Go through the entries, filter for the word "below", and copy every line that has it.
^^^^^^^^^^^^^^^^
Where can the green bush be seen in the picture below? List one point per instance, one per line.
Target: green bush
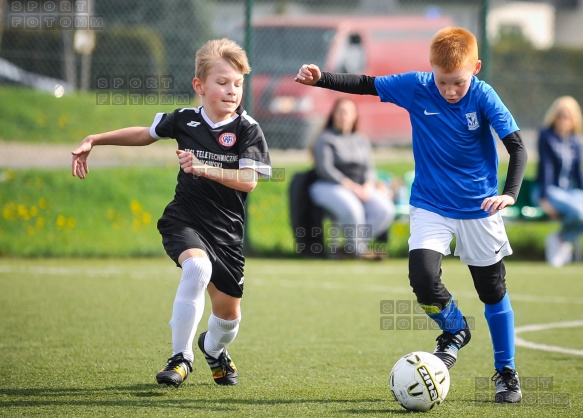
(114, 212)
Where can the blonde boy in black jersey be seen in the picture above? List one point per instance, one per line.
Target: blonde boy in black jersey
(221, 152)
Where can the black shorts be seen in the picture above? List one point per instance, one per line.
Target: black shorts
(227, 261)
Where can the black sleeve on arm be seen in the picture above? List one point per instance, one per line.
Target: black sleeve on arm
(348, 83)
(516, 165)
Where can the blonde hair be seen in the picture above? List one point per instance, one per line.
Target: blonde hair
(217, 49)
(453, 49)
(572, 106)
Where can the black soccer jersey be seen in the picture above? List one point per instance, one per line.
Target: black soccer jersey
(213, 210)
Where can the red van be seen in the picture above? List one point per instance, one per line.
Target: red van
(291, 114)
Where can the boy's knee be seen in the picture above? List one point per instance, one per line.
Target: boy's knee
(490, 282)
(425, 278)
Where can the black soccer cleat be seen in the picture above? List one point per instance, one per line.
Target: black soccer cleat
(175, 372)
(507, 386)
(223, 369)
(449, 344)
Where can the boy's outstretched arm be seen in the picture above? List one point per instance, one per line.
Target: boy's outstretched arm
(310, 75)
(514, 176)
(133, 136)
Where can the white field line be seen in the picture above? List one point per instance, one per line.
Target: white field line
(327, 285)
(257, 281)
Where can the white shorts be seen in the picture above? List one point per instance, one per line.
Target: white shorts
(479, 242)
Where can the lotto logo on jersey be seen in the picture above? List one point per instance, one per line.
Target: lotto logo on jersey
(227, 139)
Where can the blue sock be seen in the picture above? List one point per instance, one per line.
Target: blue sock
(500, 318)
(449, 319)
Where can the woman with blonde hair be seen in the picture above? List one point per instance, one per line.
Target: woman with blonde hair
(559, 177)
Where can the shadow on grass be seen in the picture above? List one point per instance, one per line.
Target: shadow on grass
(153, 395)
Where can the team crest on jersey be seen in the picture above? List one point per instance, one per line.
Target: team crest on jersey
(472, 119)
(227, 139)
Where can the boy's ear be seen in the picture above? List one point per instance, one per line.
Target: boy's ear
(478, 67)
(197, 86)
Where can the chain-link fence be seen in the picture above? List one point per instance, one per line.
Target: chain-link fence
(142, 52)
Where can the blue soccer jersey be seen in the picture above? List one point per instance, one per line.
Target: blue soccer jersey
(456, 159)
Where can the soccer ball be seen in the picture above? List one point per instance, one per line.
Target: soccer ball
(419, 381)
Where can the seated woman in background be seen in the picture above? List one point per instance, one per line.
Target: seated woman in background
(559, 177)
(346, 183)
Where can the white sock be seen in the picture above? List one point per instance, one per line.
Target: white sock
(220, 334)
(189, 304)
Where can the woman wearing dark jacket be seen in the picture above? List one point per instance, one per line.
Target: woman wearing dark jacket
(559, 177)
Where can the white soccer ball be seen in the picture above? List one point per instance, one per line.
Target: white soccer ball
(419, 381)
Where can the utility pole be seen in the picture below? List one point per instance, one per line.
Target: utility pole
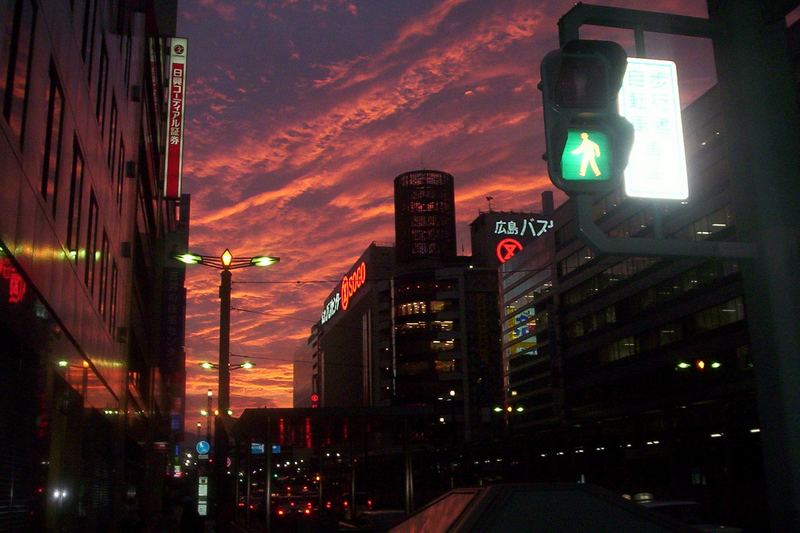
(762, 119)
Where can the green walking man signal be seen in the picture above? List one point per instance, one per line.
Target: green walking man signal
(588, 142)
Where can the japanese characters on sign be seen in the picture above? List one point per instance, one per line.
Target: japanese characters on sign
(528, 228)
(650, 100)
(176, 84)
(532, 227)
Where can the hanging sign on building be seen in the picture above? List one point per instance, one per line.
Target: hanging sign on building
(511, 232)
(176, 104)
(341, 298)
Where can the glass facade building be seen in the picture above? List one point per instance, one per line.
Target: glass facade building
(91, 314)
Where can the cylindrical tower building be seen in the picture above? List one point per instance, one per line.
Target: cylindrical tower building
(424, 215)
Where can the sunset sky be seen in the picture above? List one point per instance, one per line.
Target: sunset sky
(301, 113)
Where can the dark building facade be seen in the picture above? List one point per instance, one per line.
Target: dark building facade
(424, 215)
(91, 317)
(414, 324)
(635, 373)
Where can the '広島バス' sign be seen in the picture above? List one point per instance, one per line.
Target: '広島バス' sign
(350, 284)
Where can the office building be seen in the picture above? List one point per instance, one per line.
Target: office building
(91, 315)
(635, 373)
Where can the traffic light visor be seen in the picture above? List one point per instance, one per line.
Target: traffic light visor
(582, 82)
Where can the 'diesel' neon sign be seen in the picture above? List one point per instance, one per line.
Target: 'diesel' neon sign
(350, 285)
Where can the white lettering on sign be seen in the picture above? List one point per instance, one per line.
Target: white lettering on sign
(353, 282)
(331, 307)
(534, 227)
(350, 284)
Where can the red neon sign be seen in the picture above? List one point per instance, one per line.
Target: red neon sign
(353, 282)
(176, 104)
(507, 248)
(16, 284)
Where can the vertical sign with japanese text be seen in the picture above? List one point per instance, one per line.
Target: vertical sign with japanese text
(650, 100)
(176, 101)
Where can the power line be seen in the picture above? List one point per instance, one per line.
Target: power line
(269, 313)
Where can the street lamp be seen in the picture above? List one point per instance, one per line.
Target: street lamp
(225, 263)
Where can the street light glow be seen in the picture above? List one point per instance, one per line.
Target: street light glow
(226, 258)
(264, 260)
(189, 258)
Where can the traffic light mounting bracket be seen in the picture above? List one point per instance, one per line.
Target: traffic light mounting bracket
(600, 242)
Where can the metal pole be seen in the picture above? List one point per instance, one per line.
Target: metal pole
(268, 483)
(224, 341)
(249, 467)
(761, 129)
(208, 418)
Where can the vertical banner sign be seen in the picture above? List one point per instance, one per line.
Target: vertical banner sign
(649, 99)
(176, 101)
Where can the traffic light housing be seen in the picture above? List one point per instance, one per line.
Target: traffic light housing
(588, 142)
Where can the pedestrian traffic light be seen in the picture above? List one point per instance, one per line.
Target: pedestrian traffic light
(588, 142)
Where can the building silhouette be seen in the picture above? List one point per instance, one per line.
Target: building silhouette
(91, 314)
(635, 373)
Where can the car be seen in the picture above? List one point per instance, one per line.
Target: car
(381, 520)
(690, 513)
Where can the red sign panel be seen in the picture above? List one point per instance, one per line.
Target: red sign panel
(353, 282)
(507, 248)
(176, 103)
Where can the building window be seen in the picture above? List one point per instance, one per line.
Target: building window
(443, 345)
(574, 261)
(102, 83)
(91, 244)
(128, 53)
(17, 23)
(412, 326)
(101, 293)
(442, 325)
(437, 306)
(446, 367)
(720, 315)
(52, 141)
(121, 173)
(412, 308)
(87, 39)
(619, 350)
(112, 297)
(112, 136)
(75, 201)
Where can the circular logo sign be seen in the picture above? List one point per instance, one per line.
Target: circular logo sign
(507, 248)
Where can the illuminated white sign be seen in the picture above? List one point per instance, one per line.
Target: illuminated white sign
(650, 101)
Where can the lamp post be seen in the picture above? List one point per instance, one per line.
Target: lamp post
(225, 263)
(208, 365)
^^^^^^^^^^^^^^^^
Answer to the problem>
Where can the green bush be seen in the picture below? List one point per instance, one per line.
Where can the utility pole be seen in the picture below? List one point per instance, one per line.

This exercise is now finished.